* _Stated exercise a_: Collect every line of the records that contains the word "paved".

* _Provided passage_:
<<<<
Of course, Trucks can’t escape the attention he gets for being a member of his other band, the Allman Brothers. Although he’s been sharing the stage with the legendary group, which rose to fame in the early 1970s and gave birth to the Southern rock genre, for almost a decade, he was asked to join in 1999. The band, founded on the sound of two incredible guitarists — Duane Allman and co-founder Dickey Betts — trading licks and matching each other solo-for-solo, had gone through several great ax-players over the years, and suddenly Trucks was catapulted into the position of playing alongside Betts. (Betts has since been replaced by Gov’t Mule founder Warren Haynes.)
It was with some measure of trepidation, Trucks said, that he approached the band about the opportunity to tour with Clapton this summer.
>>>>
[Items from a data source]
<<<<
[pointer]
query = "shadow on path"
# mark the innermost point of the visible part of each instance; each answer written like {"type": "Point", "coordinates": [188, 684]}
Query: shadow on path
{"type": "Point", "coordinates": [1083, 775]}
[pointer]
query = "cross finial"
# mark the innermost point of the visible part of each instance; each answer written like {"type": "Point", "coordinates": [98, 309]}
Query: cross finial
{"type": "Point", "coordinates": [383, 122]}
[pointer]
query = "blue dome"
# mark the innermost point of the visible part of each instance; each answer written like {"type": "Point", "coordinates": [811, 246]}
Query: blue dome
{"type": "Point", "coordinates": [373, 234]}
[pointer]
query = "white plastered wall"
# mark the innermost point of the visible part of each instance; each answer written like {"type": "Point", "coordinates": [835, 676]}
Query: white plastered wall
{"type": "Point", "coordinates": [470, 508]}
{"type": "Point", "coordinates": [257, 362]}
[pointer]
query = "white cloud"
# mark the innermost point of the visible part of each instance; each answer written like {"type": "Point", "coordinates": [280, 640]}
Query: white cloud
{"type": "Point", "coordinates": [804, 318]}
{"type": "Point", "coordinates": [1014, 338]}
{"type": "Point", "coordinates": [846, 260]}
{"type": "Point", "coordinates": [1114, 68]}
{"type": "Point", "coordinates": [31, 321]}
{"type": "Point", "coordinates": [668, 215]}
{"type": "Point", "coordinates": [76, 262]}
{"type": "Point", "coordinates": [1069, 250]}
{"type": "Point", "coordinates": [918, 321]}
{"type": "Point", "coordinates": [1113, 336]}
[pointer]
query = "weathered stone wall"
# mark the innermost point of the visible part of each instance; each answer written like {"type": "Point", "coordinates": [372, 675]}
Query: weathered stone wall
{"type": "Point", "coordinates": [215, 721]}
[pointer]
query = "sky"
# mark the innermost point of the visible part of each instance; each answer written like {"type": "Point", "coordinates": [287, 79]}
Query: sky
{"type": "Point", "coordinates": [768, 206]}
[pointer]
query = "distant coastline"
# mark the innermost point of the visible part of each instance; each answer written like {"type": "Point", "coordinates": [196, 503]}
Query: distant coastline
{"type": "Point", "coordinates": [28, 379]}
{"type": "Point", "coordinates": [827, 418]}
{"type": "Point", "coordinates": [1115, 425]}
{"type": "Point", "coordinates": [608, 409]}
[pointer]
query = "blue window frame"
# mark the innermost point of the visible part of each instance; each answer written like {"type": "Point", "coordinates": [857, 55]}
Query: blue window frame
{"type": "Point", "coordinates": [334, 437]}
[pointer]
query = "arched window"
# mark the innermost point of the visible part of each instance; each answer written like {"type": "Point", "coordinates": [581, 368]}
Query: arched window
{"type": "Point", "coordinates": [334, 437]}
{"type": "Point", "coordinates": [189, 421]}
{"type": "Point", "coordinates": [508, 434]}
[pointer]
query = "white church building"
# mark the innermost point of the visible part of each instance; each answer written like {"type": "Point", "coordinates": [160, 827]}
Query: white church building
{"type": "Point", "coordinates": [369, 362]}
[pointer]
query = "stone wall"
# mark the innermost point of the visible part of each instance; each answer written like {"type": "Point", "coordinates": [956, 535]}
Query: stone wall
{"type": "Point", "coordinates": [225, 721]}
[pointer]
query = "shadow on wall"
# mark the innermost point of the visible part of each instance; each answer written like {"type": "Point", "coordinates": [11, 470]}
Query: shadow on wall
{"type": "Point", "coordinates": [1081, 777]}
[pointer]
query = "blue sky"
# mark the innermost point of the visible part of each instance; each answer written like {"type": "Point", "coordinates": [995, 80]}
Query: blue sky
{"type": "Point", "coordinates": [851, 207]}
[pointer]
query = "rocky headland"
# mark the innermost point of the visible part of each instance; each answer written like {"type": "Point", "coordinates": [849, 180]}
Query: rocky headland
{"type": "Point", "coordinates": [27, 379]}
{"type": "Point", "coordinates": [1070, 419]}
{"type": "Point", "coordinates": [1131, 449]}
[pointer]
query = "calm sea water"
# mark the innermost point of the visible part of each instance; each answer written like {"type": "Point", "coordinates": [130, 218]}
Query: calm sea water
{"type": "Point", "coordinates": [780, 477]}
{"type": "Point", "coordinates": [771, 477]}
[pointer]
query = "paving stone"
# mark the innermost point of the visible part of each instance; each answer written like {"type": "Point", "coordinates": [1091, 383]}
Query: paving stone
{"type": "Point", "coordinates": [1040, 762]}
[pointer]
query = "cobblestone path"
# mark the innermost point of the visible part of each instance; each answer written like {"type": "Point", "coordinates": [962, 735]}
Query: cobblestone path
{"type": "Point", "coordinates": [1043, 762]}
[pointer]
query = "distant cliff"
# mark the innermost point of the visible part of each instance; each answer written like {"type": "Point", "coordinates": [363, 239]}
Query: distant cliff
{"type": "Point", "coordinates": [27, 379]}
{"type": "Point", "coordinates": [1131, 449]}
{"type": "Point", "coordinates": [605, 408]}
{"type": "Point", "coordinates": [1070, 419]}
>>>>
<<<<
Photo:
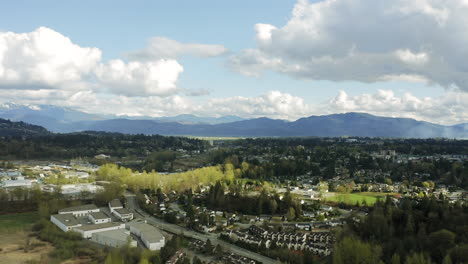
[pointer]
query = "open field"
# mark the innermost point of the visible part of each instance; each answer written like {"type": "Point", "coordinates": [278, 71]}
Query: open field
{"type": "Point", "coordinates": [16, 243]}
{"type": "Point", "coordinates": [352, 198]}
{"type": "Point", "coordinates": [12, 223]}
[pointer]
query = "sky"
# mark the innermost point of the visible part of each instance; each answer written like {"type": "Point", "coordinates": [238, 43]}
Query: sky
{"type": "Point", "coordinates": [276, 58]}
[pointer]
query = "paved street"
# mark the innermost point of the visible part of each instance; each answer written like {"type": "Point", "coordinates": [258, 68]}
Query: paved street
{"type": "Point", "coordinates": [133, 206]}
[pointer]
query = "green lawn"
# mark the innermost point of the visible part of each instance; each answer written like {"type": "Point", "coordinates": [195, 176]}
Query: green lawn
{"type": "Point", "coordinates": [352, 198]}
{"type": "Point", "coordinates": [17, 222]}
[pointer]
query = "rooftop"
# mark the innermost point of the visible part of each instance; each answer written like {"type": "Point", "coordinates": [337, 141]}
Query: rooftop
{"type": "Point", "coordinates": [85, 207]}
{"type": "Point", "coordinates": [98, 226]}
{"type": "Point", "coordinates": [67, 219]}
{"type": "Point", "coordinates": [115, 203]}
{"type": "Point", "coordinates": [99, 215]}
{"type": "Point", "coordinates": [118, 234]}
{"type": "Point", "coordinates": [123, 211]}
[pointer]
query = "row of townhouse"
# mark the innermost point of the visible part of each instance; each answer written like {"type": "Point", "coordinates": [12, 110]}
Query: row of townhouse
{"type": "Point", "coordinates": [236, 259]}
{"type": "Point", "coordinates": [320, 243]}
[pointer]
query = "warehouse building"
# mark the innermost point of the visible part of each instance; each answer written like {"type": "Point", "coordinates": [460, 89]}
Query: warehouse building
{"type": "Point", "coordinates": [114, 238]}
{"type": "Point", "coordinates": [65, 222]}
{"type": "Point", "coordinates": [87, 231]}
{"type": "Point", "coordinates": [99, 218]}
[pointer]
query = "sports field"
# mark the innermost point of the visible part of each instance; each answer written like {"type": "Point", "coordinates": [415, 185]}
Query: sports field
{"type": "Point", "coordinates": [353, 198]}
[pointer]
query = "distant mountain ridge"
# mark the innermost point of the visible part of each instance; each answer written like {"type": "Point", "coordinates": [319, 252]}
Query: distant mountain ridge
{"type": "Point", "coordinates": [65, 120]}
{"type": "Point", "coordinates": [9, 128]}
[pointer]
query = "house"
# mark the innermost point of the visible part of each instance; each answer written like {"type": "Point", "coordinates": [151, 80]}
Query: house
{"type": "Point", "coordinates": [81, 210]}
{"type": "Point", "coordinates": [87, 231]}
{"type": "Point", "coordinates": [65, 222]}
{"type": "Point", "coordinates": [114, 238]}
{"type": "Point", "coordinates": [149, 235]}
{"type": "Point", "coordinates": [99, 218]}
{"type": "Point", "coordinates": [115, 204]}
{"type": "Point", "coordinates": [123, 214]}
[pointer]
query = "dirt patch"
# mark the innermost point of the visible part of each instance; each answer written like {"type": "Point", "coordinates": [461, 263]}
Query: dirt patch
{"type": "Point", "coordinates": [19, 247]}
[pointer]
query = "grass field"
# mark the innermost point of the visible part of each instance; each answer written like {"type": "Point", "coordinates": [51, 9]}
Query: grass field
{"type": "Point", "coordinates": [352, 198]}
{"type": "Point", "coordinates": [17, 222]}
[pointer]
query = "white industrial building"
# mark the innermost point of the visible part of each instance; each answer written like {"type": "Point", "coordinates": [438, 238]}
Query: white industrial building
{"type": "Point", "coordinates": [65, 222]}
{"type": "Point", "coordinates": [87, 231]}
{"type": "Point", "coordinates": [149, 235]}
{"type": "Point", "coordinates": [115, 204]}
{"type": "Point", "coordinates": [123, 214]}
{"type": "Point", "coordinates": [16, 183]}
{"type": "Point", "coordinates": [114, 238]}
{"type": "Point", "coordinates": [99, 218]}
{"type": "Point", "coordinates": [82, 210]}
>>>>
* _Stated exercise b_: According to the passage on Trucks and the Allman Brothers, why can't Trucks escape attention? Answer in one to three sentences.

* _Full output a_:
query = "paved street"
Query: paved street

* _Full output b_: Trucks cannot escape attention because he is a member of his other band, the Allman Brothers. The passage describes that band as legendary: it rose to fame in the early 1970s and gave birth to the Southern rock genre.